──────── Trecho fornecido ────────
O Procurador nomeado por Bento, José Álvares Lessa, solicitou que, por conta da distancia e outros inconvenientes, a avaliação fosse feita na Ilha de Manoel Gonçalves, onde ele residia. Foram nomeados para avaliadores o Ajudante José Caetano da Costa e o Alferes Antonio Caetano Monteiro. Segue o termo de juramento de José Álvares Lessa.
Aos vinte e cinco dias do mês de Agosto de mil oitocentos e dez anos, neste lugar da Ilha, denominada de Manoel Gonçalves, termo da Vila Nova da Princesa da Capitania do Rio Grande, da Comarca da Paraíba do Norte, em casa de residência do dito Procurador para onde foi vindo o Juiz de Órfãos, o Alferes Felipe Manoel da Cunha, comigo escrivão do seu cargo, adiante nomeado, e os avaliadores nomeados para efeito de se avaliarem todos os bens conteúdos na carta presente retro: e aí estava presente o Comandante José Álvares Lessa, procurador bastante do Coronel Bento José da Costa, àquele deferiu, o dito juiz, o juramento dos Santos Evangelhos em um livro deles na forma do estilo, e por ele lhe encarregou que com boa consciência  declarasse os bens conteúdos no despacho retro, e todos os mais que neste Distrito, e termo houvesse pertencente ao casal do falecido Domingos Affonso Ferreira de sociedade com seu genro Bento José da Costa da predita compra: o qual juramento sendo por ele procurador recebido assim o prometeu fazer, e cumprir debaixo do mesmo juramento com a verdade que costuma; e sendo lhe lido este seu juramento o assinou com o dito juiz; e eu Manoel de Mello Montenegro Pessoa, escrivão de órfãos  o escrevi = Cunha= José Álvares Lessa.
──────── Informações registradas ────────
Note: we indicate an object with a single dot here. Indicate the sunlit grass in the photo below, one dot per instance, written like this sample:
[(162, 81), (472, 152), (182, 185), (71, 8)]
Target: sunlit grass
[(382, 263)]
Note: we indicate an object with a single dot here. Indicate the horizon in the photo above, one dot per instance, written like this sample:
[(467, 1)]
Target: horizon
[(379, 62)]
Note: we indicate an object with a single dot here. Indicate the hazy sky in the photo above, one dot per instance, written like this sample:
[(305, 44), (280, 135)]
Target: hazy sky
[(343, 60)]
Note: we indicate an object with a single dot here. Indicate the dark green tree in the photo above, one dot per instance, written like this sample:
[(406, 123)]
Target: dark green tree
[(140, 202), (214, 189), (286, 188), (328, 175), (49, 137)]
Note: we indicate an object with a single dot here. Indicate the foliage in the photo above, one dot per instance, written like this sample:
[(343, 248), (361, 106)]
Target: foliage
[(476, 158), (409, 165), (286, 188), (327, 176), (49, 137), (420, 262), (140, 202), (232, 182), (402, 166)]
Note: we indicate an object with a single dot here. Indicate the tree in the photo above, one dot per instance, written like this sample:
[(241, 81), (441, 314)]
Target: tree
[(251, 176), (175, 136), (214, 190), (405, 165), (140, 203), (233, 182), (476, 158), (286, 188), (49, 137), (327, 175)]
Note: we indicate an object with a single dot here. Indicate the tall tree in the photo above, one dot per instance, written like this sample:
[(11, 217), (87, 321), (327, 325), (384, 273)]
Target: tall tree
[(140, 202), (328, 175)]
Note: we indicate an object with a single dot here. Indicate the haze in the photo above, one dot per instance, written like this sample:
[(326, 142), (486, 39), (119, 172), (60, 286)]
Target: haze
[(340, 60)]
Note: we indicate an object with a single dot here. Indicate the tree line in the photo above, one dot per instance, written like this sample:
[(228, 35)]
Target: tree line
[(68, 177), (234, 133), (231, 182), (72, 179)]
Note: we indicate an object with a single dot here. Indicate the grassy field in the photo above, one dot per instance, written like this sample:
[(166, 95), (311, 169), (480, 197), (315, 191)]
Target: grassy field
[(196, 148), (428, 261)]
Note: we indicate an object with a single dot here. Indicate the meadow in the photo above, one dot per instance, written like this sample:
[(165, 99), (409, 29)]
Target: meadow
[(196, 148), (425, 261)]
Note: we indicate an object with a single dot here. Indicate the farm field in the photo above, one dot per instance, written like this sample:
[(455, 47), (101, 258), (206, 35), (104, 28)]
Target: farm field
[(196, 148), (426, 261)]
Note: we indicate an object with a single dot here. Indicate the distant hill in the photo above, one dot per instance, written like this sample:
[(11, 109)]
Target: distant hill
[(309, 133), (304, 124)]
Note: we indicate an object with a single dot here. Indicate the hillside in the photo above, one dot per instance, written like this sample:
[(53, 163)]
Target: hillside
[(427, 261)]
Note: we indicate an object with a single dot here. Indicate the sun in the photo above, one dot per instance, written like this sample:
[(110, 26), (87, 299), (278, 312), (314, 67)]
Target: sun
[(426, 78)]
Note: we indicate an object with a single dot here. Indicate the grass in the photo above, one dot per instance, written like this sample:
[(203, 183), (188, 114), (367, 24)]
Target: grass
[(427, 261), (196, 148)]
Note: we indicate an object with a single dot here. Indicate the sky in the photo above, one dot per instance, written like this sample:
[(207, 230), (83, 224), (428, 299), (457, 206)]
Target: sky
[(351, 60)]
────────
▶ Requisitos do exercício:
Diga, por favor, se cada afirmação abaixo concorda com o trecho sobre o juramento de José Álvares Lessa, respondendo sim ou não e citando literalmente as palavras do trecho que decidem.
(a) O juramento ocorreu na casa onde o procurador residia.
(b) O Juiz de Órfãos era o Alferes Antonio Caetano Monteiro.
(c) O escrivão de órfãos chamava-se Manoel de Mello Montenegro Pessoa.
Não é preciso consultar as linhas.

▶ Resposta correta:
(a) Sim: "em casa de residência do dito Procurador".
(b) Não: "o Juiz de Órfãos, o Alferes Felipe Manoel da Cunha".
(c) Sim: "eu Manoel de Mello Montenegro Pessoa, escrivão de órfãos".